*YOUR INSTRUCTIONS*: Could each entry below be printed again exactly as given?

*SUPPLIED DATA*:
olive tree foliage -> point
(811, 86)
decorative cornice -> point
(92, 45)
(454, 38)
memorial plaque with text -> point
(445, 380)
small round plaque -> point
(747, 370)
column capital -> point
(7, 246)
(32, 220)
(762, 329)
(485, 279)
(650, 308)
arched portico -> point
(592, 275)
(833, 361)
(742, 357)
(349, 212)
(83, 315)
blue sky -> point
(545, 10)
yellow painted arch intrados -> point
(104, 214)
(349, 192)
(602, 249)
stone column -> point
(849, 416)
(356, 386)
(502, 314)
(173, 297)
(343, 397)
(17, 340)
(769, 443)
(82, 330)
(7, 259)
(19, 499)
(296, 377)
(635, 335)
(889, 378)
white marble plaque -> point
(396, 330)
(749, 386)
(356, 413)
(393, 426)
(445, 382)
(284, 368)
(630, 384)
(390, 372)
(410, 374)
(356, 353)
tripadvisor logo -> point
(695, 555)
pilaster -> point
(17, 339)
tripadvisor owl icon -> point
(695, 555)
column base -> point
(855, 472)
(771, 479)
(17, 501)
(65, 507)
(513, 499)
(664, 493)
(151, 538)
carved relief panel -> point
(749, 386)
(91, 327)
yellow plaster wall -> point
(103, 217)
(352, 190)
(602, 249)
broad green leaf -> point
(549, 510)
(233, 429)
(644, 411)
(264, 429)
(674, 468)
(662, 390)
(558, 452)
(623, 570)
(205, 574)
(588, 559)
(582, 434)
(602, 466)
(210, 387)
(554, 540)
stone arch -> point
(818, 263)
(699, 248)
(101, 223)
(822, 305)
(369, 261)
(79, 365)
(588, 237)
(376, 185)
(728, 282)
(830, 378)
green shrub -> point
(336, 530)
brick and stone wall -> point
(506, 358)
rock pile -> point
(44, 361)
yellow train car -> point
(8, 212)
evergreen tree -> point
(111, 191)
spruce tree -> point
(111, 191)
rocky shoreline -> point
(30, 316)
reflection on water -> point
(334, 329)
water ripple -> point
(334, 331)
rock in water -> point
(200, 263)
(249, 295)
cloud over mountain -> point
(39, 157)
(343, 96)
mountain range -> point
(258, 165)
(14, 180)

*OUTPUT FOR THIS TASK*:
olive tree foliage -> point
(811, 86)
decorative cornice -> point
(92, 45)
(454, 38)
memorial plaque with text -> point
(445, 380)
small round plaque -> point
(747, 370)
column capital -> point
(7, 246)
(32, 220)
(762, 329)
(485, 279)
(650, 308)
arched portico -> point
(592, 275)
(833, 361)
(742, 357)
(349, 212)
(83, 315)
blue sky -> point
(545, 10)
yellow painted arch intrados -> point
(104, 214)
(349, 192)
(602, 249)
stone column -> point
(849, 416)
(356, 386)
(502, 314)
(173, 297)
(343, 397)
(17, 340)
(769, 443)
(82, 330)
(7, 259)
(19, 499)
(296, 377)
(635, 335)
(889, 378)
white marble plaque -> point
(396, 330)
(749, 386)
(356, 413)
(393, 426)
(445, 382)
(284, 368)
(630, 384)
(390, 372)
(410, 374)
(356, 353)
tripadvisor logo -> point
(695, 555)
pilaster -> point
(17, 339)
tripadvisor owl icon -> point
(695, 555)
column base -> point
(855, 472)
(771, 479)
(17, 501)
(65, 507)
(513, 499)
(664, 493)
(151, 538)
carved relief panel -> point
(749, 386)
(91, 327)
yellow plaster wall -> point
(103, 217)
(352, 190)
(602, 249)
broad green leaf -> point
(549, 510)
(233, 429)
(644, 411)
(264, 429)
(674, 468)
(662, 390)
(558, 452)
(623, 570)
(205, 574)
(588, 559)
(582, 434)
(602, 466)
(210, 387)
(554, 540)
stone arch -> point
(818, 263)
(699, 248)
(101, 223)
(822, 305)
(369, 261)
(79, 365)
(588, 237)
(376, 185)
(728, 282)
(830, 378)
green shrub -> point
(336, 530)
brick and stone wall -> point
(506, 358)
rock pile -> point
(44, 361)
yellow train car -> point
(8, 212)
evergreen tree -> point
(111, 191)
spruce tree -> point
(111, 191)
rocky shoreline -> point
(30, 316)
reflection on water -> point
(334, 329)
water ripple -> point
(334, 331)
rock in water -> point
(200, 263)
(249, 295)
cloud over mountain -> point
(39, 157)
(343, 96)
mountain range -> point
(258, 165)
(14, 180)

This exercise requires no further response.